# START OF WORKING DATA

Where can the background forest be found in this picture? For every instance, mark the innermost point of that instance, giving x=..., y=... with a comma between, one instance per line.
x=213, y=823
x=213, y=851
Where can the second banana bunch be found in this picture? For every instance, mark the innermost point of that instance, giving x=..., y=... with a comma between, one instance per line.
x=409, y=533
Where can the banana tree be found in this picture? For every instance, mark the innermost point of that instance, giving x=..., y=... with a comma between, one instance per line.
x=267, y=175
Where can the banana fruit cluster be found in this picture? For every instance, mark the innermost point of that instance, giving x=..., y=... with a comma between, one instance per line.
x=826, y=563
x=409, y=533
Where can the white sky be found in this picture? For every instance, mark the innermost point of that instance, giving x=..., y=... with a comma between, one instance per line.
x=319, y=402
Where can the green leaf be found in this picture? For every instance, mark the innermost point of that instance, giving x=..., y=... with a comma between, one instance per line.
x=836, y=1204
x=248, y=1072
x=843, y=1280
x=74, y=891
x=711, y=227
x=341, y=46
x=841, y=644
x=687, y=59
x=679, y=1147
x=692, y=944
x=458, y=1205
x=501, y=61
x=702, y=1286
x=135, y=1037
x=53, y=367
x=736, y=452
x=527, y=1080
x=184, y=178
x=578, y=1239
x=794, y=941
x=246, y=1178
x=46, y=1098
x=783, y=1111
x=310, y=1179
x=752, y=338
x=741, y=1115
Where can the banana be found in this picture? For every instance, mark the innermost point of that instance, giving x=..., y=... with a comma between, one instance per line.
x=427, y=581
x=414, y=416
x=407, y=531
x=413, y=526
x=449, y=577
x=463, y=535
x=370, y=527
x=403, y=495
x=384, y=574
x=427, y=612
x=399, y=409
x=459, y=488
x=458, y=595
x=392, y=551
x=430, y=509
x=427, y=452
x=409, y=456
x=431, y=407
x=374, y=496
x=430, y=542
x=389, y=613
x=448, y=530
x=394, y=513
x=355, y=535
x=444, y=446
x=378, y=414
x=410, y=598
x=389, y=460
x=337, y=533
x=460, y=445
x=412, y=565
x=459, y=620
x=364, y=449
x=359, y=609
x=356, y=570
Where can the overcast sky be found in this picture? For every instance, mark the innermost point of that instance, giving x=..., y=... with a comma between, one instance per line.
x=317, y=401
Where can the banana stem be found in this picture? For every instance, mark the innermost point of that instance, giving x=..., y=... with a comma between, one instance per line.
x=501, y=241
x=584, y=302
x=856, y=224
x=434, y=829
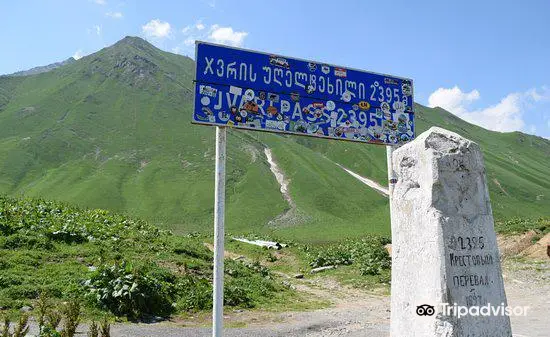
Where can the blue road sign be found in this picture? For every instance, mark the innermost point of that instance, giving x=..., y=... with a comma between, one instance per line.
x=259, y=91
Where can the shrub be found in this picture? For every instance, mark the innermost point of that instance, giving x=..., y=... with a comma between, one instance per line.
x=368, y=253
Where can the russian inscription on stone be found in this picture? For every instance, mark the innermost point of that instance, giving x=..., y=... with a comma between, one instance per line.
x=444, y=251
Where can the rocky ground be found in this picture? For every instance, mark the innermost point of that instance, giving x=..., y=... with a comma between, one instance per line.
x=357, y=313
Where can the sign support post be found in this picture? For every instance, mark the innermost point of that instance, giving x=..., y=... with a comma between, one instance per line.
x=219, y=231
x=391, y=174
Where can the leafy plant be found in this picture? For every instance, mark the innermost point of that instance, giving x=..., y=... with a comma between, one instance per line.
x=93, y=330
x=71, y=318
x=105, y=328
x=368, y=253
x=133, y=291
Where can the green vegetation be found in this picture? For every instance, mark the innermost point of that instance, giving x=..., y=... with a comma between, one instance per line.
x=112, y=130
x=522, y=225
x=112, y=263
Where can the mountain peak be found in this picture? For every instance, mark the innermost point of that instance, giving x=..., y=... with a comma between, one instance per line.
x=135, y=42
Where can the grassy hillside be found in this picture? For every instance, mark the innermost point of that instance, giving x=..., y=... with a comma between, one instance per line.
x=113, y=131
x=113, y=263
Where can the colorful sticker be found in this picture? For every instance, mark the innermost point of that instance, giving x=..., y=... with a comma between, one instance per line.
x=364, y=105
x=406, y=88
x=249, y=94
x=208, y=90
x=318, y=105
x=272, y=110
x=251, y=107
x=385, y=106
x=398, y=106
x=207, y=111
x=346, y=96
x=277, y=125
x=273, y=97
x=235, y=90
x=340, y=72
x=279, y=62
x=262, y=95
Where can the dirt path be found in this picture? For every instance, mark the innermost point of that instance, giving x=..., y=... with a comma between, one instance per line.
x=369, y=182
x=357, y=313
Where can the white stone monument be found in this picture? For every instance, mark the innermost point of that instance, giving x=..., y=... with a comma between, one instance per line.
x=444, y=247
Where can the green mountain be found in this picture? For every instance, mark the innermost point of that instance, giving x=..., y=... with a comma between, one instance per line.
x=43, y=69
x=112, y=130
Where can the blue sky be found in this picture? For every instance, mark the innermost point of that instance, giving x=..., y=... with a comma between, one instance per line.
x=486, y=61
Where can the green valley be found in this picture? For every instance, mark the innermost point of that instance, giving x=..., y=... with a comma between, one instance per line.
x=112, y=130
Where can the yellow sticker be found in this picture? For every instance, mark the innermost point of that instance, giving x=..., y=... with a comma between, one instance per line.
x=364, y=105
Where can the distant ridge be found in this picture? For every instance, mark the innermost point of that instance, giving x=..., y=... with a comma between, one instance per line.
x=42, y=69
x=113, y=130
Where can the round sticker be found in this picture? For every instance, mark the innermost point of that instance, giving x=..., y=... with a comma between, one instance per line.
x=285, y=106
x=249, y=94
x=406, y=89
x=346, y=96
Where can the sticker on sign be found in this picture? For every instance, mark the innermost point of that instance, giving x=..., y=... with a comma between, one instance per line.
x=266, y=92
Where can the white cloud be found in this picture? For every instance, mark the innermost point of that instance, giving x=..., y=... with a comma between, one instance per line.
x=186, y=29
x=97, y=30
x=78, y=54
x=114, y=15
x=189, y=41
x=226, y=35
x=504, y=116
x=452, y=99
x=156, y=29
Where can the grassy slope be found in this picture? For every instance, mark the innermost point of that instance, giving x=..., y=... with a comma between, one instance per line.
x=48, y=247
x=112, y=131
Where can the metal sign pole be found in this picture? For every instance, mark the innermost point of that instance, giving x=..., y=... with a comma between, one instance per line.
x=219, y=210
x=391, y=173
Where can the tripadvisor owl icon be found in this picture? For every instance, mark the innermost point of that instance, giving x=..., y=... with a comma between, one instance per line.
x=425, y=310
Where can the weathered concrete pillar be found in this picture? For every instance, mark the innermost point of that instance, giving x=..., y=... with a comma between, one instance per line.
x=444, y=247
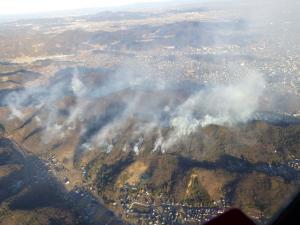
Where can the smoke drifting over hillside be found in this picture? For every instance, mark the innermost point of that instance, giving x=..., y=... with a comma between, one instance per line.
x=101, y=110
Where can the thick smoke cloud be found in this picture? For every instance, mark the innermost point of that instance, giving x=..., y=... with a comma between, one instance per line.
x=221, y=105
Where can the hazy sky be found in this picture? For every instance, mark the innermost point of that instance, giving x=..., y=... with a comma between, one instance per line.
x=36, y=6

# END OF WORKING DATA

**DIRECTIONS**
Rewrite the data above, swapping every occurrence of "innermost point" for "center point" and leaving everything else unchanged. Omit the pictures from your answer.

**THE SOLUTION**
Where can the background forest be found in this picture? For every instance, mark the center point of that instance, giving x=..., y=... with a comma between, one instance per line.
x=213, y=823
x=213, y=851
Where can the second banana bunch be found in this picture? For every instance, mark the center point of that instance, giving x=..., y=... with a comma between, one instance per line.
x=409, y=533
Where can the banana tree be found in this picture? For every instance, mark the center point of that instance, giving x=..., y=... with a comma between, one instance per line.
x=267, y=175
Where can the banana fruit cluster be found in this picture? For every instance, mark the center point of that instance, giving x=..., y=... with a comma between, one instance per line.
x=826, y=563
x=409, y=533
Where can the white sky be found in this picture? For every instance, mark the center point of that instance, giving x=..., y=... with a comma between, one instance per line.
x=319, y=402
Where can the green leaf be found in this picture? For every instance, mark the center point of that instance, giving x=..., y=... with a comma between, one instance per line.
x=836, y=1204
x=248, y=1072
x=843, y=1280
x=74, y=891
x=711, y=227
x=341, y=46
x=841, y=644
x=687, y=59
x=679, y=1147
x=692, y=944
x=458, y=1205
x=501, y=61
x=702, y=1286
x=135, y=1037
x=53, y=367
x=736, y=452
x=527, y=1080
x=184, y=178
x=578, y=1239
x=794, y=941
x=246, y=1178
x=46, y=1098
x=783, y=1111
x=310, y=1179
x=752, y=338
x=741, y=1115
Where can the banana be found in this picture? For every instance, mark the center point of that instance, giving x=..., y=... with a comma between, one instance per line.
x=427, y=581
x=414, y=416
x=407, y=531
x=413, y=526
x=449, y=577
x=463, y=535
x=370, y=527
x=403, y=495
x=384, y=574
x=427, y=612
x=399, y=409
x=459, y=488
x=458, y=595
x=392, y=551
x=430, y=509
x=427, y=452
x=409, y=456
x=431, y=407
x=374, y=496
x=430, y=542
x=389, y=613
x=448, y=530
x=394, y=513
x=355, y=535
x=444, y=446
x=378, y=414
x=410, y=598
x=389, y=460
x=337, y=533
x=460, y=445
x=412, y=565
x=459, y=620
x=364, y=449
x=359, y=609
x=356, y=570
Where can the overcast sky be found in this picture? For every instance, mark the center point of that instance, giving x=..., y=... with a comma between, one instance per line.
x=317, y=401
Where can the banana stem be found in this picture? For every instance, mark the center point of that instance, giving x=..., y=... with a comma between, one instance per line.
x=501, y=241
x=584, y=302
x=856, y=224
x=434, y=829
Where can the blue road sign be found in this picture? For every instance, mark the center point of that instance, giving x=..., y=... with a comma between, one instance per line.
x=259, y=91
Where can the shrub be found in this picture? For every instance, mark the center point of that instance, giving x=..., y=... with a comma between, one instance per line.
x=368, y=253
Where can the russian inscription on stone be found in this picture? For every instance, mark the center point of that instance, giving x=..., y=... with a comma between, one instance per line.
x=444, y=251
Where can the rocky ground be found in this picture? For every instance, mark the center point of that instance, giving x=..., y=... with a comma between, one instance per line.
x=357, y=313
Where can the sign support post be found in this picture? For every instance, mark the center point of that instance, giving x=..., y=... with a comma between, one instance per line.
x=219, y=231
x=391, y=174
Where can the leafy plant be found in this picture? For every instance, mark the center point of that instance, giving x=..., y=... with a comma between, one instance per line.
x=93, y=330
x=71, y=318
x=105, y=328
x=368, y=253
x=133, y=291
Where can the green vegetation be found in this picture? For every instance, mark the center point of that instance, giving x=..., y=... with a comma between, one instance per line.
x=112, y=130
x=522, y=225
x=112, y=263
Where can the mountain peak be found in this picture? For every instance, mark the center point of that instance, giving x=..., y=... with a comma between, one instance per line.
x=135, y=42
Where can the grassy hillside be found in this picture? For every instance, mark the center point of that instance, giving x=..., y=... with a comma between, one instance per line.
x=113, y=131
x=113, y=263
Where can the colorful sticker be found in this picture? For every instance, mark the center point of that instance, giving x=..., y=... with a comma between, one instance per line.
x=364, y=105
x=406, y=88
x=249, y=94
x=208, y=90
x=318, y=105
x=272, y=110
x=251, y=107
x=385, y=106
x=398, y=106
x=207, y=111
x=346, y=96
x=277, y=125
x=273, y=97
x=235, y=90
x=340, y=72
x=279, y=62
x=262, y=95
Where can the dirt path be found in this picture? For every instance, mark the center point of that instance, giving x=..., y=... with a comma between, one instance per line.
x=369, y=182
x=357, y=313
Where can the white stone monument be found in this picture? For every instance, mark the center point of that instance, giving x=..., y=... with a comma between, one instance per line.
x=444, y=247
Where can the green mountain be found in this picture? For every instance, mark the center point of that instance, giving x=..., y=... with a comma between, one instance per line.
x=43, y=69
x=112, y=130
Where can the blue sky be found in this picture? For every instance, mark the center point of that instance, giving x=..., y=... with a comma between, one instance per line.
x=486, y=61
Where can the green valley be found in this picture? For every instance, mark the center point of that instance, giving x=..., y=... with a comma between, one instance per line.
x=112, y=130
Where can the yellow sticker be found in this picture? For every instance, mark the center point of that instance, giving x=..., y=... with a comma between, one instance per line.
x=364, y=105
Where can the distant ridge be found in this picture? For every instance, mark the center point of that instance, giving x=..., y=... with a comma between, one instance per line.
x=42, y=69
x=113, y=130
Where can the round sticker be found in this picture? For every instance, mark the center point of that instance, giving x=..., y=... with a comma between, one instance per line.
x=285, y=106
x=249, y=94
x=406, y=89
x=346, y=96
Where can the sticker on sign be found in this picture? For every instance, mark the center point of that instance, giving x=..., y=... with a comma between, one instance per line.
x=266, y=92
Where can the white cloud be found in this picture? For every instance, mark the center point of that instance, giving x=..., y=... with a comma between, one instance per line.
x=186, y=29
x=97, y=30
x=78, y=54
x=114, y=15
x=189, y=41
x=226, y=35
x=504, y=116
x=452, y=99
x=156, y=29
Where can the grassy slope be found in this picture? For every instance, mark the center point of that instance, giving x=..., y=... with a comma between, one instance per line.
x=48, y=247
x=112, y=131
Where can the metal sign pole be found in this picture? For every instance, mark the center point of that instance, giving x=..., y=... with a comma between, one instance per line.
x=219, y=210
x=391, y=173
Where can the tripadvisor owl icon be found in this picture? For every instance, mark the center point of that instance, giving x=..., y=... with a comma between, one instance per line.
x=425, y=310
Where can the weathered concrete pillar be found in this picture? For every instance, mark the center point of that instance, giving x=..., y=... with a comma between, one instance per line.
x=444, y=247
Where can the smoke drifting over hillside be found in this picture? For every instance, mark the center point of that instance, giving x=..., y=... with a comma between, one instance per line.
x=101, y=110
Where can the thick smoke cloud be found in this picture? For every instance, mark the center point of that instance, giving x=..., y=... with a comma between, one instance per line.
x=221, y=105
Where can the hazy sky be found in this picture? For every instance, mark the center point of that instance, giving x=..., y=... with a comma between, one instance per line.
x=36, y=6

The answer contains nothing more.